* [Problem requirements] Update the records below by changing each "bicycle" to "scooter", leaving everything else as it is.
---------- Extracted entries
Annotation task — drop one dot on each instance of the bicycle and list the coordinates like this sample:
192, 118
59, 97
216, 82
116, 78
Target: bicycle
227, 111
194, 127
--------------------
* [Answer to the problem]
Annotation task — drop one dot on each instance of the scooter and list the coordinates like this sample:
192, 118
59, 97
216, 82
116, 78
Target: scooter
227, 111
194, 127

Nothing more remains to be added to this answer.